Given exercise> Every record should be written out exactly, please.

+ + + +

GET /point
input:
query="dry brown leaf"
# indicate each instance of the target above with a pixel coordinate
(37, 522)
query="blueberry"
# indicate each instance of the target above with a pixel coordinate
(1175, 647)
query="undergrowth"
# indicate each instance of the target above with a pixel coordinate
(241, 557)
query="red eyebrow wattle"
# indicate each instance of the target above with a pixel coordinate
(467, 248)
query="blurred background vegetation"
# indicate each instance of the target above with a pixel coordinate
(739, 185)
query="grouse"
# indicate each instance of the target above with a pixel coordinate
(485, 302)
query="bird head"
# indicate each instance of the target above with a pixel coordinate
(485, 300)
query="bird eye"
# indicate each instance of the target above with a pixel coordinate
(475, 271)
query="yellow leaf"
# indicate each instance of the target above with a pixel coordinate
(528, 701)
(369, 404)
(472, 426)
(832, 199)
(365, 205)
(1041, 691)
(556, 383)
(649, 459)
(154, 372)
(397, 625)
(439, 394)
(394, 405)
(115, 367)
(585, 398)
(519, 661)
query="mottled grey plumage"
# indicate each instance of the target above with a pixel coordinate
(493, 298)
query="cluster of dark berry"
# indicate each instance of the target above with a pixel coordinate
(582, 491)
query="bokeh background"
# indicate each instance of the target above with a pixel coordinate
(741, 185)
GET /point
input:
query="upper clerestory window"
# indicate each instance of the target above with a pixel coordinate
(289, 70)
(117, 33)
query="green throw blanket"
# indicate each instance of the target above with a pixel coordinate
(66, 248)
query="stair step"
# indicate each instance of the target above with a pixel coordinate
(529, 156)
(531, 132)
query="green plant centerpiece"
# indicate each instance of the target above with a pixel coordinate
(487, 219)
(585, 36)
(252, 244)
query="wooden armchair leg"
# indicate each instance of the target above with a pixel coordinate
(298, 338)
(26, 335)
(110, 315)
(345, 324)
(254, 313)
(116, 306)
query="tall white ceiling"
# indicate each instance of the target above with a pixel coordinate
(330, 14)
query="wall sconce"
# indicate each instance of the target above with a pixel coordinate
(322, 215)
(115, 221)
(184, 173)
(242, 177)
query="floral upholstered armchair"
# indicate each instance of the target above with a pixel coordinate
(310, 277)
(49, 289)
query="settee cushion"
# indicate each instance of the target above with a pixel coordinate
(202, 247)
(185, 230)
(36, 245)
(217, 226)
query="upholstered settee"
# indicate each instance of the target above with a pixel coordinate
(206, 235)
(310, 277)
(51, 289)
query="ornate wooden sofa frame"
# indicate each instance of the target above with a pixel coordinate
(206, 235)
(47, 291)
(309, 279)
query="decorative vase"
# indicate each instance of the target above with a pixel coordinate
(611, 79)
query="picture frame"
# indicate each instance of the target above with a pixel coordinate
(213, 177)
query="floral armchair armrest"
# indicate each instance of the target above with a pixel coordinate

+ + + +

Reply>
GET /point
input:
query="dry brown leaf"
# indicate each instance of the target above with a pixel coordinate
(37, 522)
query="blueberry"
# indicate each instance of the target above with a pixel coordinate
(1175, 647)
query="undergrowth"
# indicate each instance of the target above with a pixel coordinate
(241, 557)
query="red eyebrow wattle"
# indicate each instance of the target above with a pixel coordinate
(467, 248)
query="blurred background vegetation"
# indicate each instance of the target above with a pixel coordinate
(739, 185)
query="grouse"
# indicate each instance of the target above with a pixel coordinate
(485, 302)
query="bird head"
# indicate each instance of the target above with a pixel coordinate
(485, 300)
query="bird eye"
# indicate each instance of the target above with a pixel coordinate
(475, 271)
query="yellow leaf"
# indicate each instance of the target above with a pixel coordinate
(528, 701)
(369, 404)
(472, 426)
(832, 199)
(365, 205)
(1041, 691)
(556, 383)
(649, 459)
(154, 372)
(397, 625)
(439, 394)
(394, 405)
(115, 367)
(585, 398)
(519, 661)
query="mottled grey plumage"
# indicate each instance of the target above with a pixel coordinate
(493, 298)
query="cluster of dark berry"
# indicate each instance of the target above with a pixel coordinate
(582, 491)
query="bokeh background"
# indicate each instance of the target above with a pixel coordinate
(741, 185)
GET /point
input:
query="upper clerestory window"
# indicate each instance of the target above with a pixel coordinate
(289, 70)
(117, 33)
query="green throw blanket"
# indicate each instance of the target above with a pixel coordinate
(66, 248)
query="stair step"
# indicate each instance of the target above with a pixel coordinate
(529, 156)
(531, 132)
query="green plant centerpiece"
# indicate each instance of the target above with a pixel coordinate
(487, 219)
(585, 36)
(252, 244)
query="wooden armchair leg"
# indicate each instance of the target above with a pixel coordinate
(298, 338)
(26, 335)
(110, 315)
(345, 324)
(254, 313)
(116, 306)
query="tall white ceiling"
# indicate each instance of the target above with a pixel coordinate
(330, 14)
query="wall sconce"
# indicate each instance of the target above with a pixel coordinate
(322, 215)
(115, 221)
(184, 173)
(242, 177)
query="floral upholstered armchair"
# indicate each instance of the target above with a pixel coordinate
(310, 277)
(49, 289)
query="settee cushion"
# indicate each instance of the target above with a pixel coordinate
(202, 247)
(185, 230)
(36, 245)
(217, 226)
query="upholstered settee"
# indicate each instance of the target above with a pixel coordinate
(206, 235)
(310, 277)
(51, 289)
query="ornate wooden sofa frame"
# indicate each instance of the target above with a pixel coordinate
(206, 235)
(47, 291)
(309, 279)
query="decorative vase"
# indicate each instance of the target above with a pixel coordinate
(611, 79)
query="picture frame"
# indicate each instance of the target above with a pixel coordinate
(213, 177)
query="floral armchair armrest"
# indicate each instance of the target above with a pixel coordinate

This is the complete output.